* BEGIN SOURCE MATERIAL *

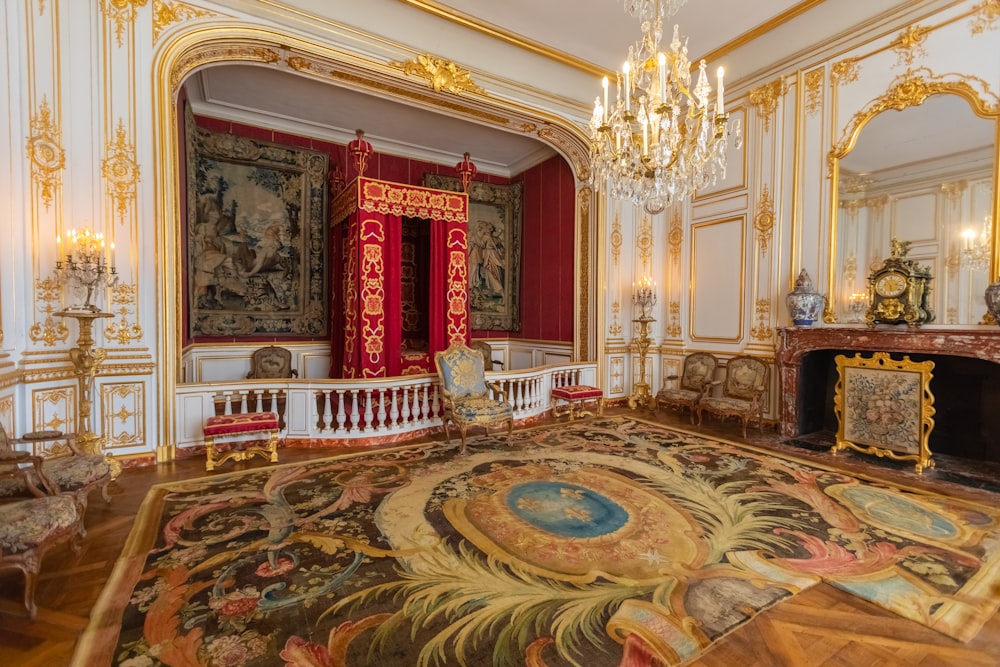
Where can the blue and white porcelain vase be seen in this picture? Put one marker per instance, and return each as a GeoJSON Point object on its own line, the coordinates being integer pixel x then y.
{"type": "Point", "coordinates": [805, 304]}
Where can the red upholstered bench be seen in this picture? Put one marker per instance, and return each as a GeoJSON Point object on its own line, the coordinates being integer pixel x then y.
{"type": "Point", "coordinates": [225, 426]}
{"type": "Point", "coordinates": [572, 400]}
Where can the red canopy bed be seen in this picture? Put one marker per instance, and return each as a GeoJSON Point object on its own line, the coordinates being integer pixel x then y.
{"type": "Point", "coordinates": [399, 277]}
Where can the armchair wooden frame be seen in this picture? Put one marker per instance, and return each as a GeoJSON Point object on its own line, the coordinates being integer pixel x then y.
{"type": "Point", "coordinates": [744, 388]}
{"type": "Point", "coordinates": [465, 394]}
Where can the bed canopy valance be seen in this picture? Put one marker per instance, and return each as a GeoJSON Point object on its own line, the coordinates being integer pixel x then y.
{"type": "Point", "coordinates": [399, 277]}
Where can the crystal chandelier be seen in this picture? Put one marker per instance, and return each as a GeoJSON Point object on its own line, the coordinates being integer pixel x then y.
{"type": "Point", "coordinates": [661, 140]}
{"type": "Point", "coordinates": [976, 247]}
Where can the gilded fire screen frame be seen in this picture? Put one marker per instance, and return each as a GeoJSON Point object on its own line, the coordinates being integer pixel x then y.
{"type": "Point", "coordinates": [885, 407]}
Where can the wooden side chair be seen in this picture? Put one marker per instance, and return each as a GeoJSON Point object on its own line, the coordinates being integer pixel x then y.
{"type": "Point", "coordinates": [31, 526]}
{"type": "Point", "coordinates": [697, 373]}
{"type": "Point", "coordinates": [68, 468]}
{"type": "Point", "coordinates": [743, 390]}
{"type": "Point", "coordinates": [465, 395]}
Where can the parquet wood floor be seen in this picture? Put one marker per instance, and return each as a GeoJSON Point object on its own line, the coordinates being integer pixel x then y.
{"type": "Point", "coordinates": [821, 627]}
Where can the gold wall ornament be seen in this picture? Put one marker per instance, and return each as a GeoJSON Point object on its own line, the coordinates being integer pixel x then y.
{"type": "Point", "coordinates": [121, 171]}
{"type": "Point", "coordinates": [762, 329]}
{"type": "Point", "coordinates": [123, 297]}
{"type": "Point", "coordinates": [121, 12]}
{"type": "Point", "coordinates": [440, 74]}
{"type": "Point", "coordinates": [165, 13]}
{"type": "Point", "coordinates": [910, 44]}
{"type": "Point", "coordinates": [911, 88]}
{"type": "Point", "coordinates": [219, 54]}
{"type": "Point", "coordinates": [984, 16]}
{"type": "Point", "coordinates": [763, 221]}
{"type": "Point", "coordinates": [765, 100]}
{"type": "Point", "coordinates": [814, 90]}
{"type": "Point", "coordinates": [45, 153]}
{"type": "Point", "coordinates": [47, 293]}
{"type": "Point", "coordinates": [616, 239]}
{"type": "Point", "coordinates": [675, 237]}
{"type": "Point", "coordinates": [616, 328]}
{"type": "Point", "coordinates": [674, 328]}
{"type": "Point", "coordinates": [844, 72]}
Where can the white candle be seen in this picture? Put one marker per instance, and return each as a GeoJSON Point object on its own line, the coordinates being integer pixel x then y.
{"type": "Point", "coordinates": [662, 67]}
{"type": "Point", "coordinates": [721, 107]}
{"type": "Point", "coordinates": [625, 74]}
{"type": "Point", "coordinates": [604, 85]}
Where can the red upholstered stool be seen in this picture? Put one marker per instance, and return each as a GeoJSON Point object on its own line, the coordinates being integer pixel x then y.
{"type": "Point", "coordinates": [226, 426]}
{"type": "Point", "coordinates": [572, 400]}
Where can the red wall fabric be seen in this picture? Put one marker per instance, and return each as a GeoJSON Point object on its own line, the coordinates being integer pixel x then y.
{"type": "Point", "coordinates": [547, 239]}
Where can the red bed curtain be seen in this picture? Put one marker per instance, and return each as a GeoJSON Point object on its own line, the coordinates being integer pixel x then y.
{"type": "Point", "coordinates": [367, 217]}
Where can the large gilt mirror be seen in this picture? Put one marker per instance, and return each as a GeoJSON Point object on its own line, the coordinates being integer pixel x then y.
{"type": "Point", "coordinates": [918, 166]}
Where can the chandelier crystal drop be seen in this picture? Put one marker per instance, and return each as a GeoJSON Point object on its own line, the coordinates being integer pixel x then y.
{"type": "Point", "coordinates": [660, 140]}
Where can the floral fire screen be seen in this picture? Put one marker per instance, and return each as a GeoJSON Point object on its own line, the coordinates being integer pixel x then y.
{"type": "Point", "coordinates": [885, 407]}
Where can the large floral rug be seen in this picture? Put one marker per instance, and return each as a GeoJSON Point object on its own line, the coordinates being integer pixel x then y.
{"type": "Point", "coordinates": [604, 542]}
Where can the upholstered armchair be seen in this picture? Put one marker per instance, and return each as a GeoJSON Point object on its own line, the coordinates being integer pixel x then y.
{"type": "Point", "coordinates": [697, 374]}
{"type": "Point", "coordinates": [465, 395]}
{"type": "Point", "coordinates": [69, 469]}
{"type": "Point", "coordinates": [743, 390]}
{"type": "Point", "coordinates": [31, 526]}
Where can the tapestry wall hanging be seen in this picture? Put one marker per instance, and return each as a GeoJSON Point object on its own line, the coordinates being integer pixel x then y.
{"type": "Point", "coordinates": [494, 251]}
{"type": "Point", "coordinates": [885, 407]}
{"type": "Point", "coordinates": [256, 245]}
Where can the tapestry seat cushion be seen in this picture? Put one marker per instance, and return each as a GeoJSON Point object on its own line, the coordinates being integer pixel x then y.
{"type": "Point", "coordinates": [27, 523]}
{"type": "Point", "coordinates": [68, 473]}
{"type": "Point", "coordinates": [482, 409]}
{"type": "Point", "coordinates": [250, 422]}
{"type": "Point", "coordinates": [462, 372]}
{"type": "Point", "coordinates": [577, 392]}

* END SOURCE MATERIAL *

__WORK REQUIRED__. Starting with the line that contains "Where can the tapestry wall" and going on through the end of the listing, swap "tapestry" for "embroidered" and give back only those lines, leaving everything else unchanged.

__WRITTEN ANSWER__.
Where can the embroidered wall hanging be seen in this picture? Put one marker per instance, and return each as a GeoJSON Point object on its own line, the coordinates being integer pixel x then y.
{"type": "Point", "coordinates": [494, 251]}
{"type": "Point", "coordinates": [885, 407]}
{"type": "Point", "coordinates": [256, 245]}
Where can the embroidered seat cushion be seen in this picture? Put one marker per instance, and return each as a GeoJSON Point object on its own line, the coordinates being integer pixel x then y.
{"type": "Point", "coordinates": [27, 523]}
{"type": "Point", "coordinates": [68, 473]}
{"type": "Point", "coordinates": [482, 409]}
{"type": "Point", "coordinates": [250, 422]}
{"type": "Point", "coordinates": [462, 372]}
{"type": "Point", "coordinates": [577, 392]}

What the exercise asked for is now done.